Records in a dataset:

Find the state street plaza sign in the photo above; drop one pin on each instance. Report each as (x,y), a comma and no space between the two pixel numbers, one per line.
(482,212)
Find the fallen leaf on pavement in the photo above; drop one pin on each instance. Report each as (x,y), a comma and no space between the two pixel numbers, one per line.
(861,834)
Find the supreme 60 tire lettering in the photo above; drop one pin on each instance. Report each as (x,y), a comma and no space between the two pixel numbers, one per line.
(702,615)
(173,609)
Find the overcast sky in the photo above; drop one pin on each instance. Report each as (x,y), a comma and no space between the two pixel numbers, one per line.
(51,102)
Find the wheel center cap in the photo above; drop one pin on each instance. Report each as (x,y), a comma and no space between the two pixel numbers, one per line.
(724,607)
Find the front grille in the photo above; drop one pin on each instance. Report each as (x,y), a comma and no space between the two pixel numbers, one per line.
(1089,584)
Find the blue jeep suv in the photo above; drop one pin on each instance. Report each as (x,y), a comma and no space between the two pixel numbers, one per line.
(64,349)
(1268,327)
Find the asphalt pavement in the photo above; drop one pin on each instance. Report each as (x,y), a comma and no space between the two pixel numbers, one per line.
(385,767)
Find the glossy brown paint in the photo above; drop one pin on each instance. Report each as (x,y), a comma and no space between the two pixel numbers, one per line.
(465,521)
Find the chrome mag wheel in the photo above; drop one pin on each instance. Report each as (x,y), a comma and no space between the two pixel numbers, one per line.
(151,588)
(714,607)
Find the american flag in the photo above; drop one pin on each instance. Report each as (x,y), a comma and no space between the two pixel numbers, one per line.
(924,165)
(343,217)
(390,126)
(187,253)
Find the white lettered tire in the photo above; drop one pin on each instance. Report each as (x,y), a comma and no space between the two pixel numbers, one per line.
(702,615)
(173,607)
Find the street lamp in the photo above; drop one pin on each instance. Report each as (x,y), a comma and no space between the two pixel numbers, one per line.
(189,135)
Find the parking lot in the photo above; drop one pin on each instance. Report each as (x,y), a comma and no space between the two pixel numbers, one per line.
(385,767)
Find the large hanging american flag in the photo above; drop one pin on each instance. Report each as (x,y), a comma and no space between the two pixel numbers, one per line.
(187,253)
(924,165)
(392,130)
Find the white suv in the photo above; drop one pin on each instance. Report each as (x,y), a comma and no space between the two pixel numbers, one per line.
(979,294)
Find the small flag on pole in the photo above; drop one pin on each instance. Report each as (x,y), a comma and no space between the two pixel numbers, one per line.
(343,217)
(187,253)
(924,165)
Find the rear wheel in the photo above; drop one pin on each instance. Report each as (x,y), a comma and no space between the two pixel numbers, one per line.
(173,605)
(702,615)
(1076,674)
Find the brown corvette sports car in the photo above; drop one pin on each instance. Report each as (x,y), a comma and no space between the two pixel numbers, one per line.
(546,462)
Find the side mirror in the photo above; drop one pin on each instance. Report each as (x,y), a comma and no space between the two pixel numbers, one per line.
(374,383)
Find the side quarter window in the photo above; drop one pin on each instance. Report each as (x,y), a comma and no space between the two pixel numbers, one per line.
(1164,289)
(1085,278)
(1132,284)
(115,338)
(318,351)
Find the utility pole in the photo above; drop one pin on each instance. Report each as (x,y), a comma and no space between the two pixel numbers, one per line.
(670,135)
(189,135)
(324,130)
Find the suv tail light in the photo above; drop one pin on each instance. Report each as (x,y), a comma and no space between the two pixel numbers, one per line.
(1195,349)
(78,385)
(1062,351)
--
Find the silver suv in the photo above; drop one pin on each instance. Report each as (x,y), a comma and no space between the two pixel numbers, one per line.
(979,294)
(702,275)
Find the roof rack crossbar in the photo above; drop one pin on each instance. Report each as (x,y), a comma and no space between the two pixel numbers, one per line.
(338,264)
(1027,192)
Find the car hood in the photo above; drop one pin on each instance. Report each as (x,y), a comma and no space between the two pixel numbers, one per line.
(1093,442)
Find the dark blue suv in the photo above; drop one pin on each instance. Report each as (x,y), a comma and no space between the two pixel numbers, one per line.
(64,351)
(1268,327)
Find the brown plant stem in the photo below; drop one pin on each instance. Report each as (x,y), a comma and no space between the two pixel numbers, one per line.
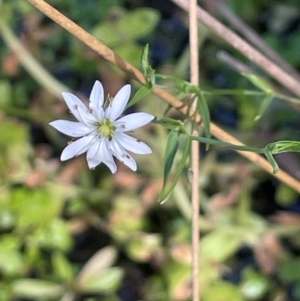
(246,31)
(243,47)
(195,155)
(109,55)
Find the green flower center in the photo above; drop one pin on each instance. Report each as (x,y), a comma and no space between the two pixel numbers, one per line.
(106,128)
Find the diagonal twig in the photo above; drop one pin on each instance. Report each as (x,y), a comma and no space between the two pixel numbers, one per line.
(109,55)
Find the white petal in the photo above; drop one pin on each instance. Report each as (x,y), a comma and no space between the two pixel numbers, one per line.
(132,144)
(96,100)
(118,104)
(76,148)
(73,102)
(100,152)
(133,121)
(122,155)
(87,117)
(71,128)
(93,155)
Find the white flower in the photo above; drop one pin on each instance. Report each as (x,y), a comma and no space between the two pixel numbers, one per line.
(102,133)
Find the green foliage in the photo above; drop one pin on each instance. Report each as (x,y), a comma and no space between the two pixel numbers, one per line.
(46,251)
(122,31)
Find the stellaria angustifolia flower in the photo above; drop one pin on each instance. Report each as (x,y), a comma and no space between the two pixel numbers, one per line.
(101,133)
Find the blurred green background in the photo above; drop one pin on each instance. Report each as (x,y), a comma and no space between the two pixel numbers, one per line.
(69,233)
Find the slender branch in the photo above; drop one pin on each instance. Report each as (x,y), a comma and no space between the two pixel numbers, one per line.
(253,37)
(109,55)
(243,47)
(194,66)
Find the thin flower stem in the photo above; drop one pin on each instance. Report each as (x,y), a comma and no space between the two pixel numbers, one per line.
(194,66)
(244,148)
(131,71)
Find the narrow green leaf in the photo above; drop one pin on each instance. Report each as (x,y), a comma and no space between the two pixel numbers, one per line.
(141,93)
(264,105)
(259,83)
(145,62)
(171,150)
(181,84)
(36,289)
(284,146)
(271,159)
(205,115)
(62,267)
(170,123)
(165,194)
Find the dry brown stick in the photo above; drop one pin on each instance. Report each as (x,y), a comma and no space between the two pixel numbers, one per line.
...
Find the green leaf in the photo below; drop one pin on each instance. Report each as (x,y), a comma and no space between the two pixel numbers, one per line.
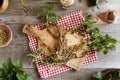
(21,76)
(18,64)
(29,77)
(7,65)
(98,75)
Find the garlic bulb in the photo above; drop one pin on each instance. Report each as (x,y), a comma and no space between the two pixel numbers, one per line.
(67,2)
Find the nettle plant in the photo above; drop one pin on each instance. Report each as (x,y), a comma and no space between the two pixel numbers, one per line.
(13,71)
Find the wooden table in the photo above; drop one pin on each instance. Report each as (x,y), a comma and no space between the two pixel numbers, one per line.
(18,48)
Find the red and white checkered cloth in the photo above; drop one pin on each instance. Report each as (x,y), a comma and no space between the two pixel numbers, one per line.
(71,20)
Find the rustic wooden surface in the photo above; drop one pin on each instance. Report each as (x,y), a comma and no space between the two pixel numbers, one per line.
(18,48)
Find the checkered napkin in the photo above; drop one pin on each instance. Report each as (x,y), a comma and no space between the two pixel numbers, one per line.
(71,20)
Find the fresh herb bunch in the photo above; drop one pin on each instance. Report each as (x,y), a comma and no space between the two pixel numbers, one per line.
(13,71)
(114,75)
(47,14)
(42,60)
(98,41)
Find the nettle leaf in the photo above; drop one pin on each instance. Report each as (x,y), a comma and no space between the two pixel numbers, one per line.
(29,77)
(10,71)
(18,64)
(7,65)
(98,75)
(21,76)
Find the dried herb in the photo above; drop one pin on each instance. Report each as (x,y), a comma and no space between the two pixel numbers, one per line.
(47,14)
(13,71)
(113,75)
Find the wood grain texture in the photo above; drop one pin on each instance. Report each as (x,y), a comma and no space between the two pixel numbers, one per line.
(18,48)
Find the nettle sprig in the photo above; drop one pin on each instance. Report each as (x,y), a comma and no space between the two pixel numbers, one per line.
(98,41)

## REQUIREMENTS
Locate every line in the records above that contains the word "pole" and copy each of those lines.

## TASK ANSWER
Find the small flag on pole in the photo above; drop one pin on each instance. Report each as (x,y), a comma and no space between the two pixel numbers, one per line.
Find the utility pole in the photo above; drop one pin on each instance. Report each as (x,y), a comma and no space between the two pixel numbers, one per line.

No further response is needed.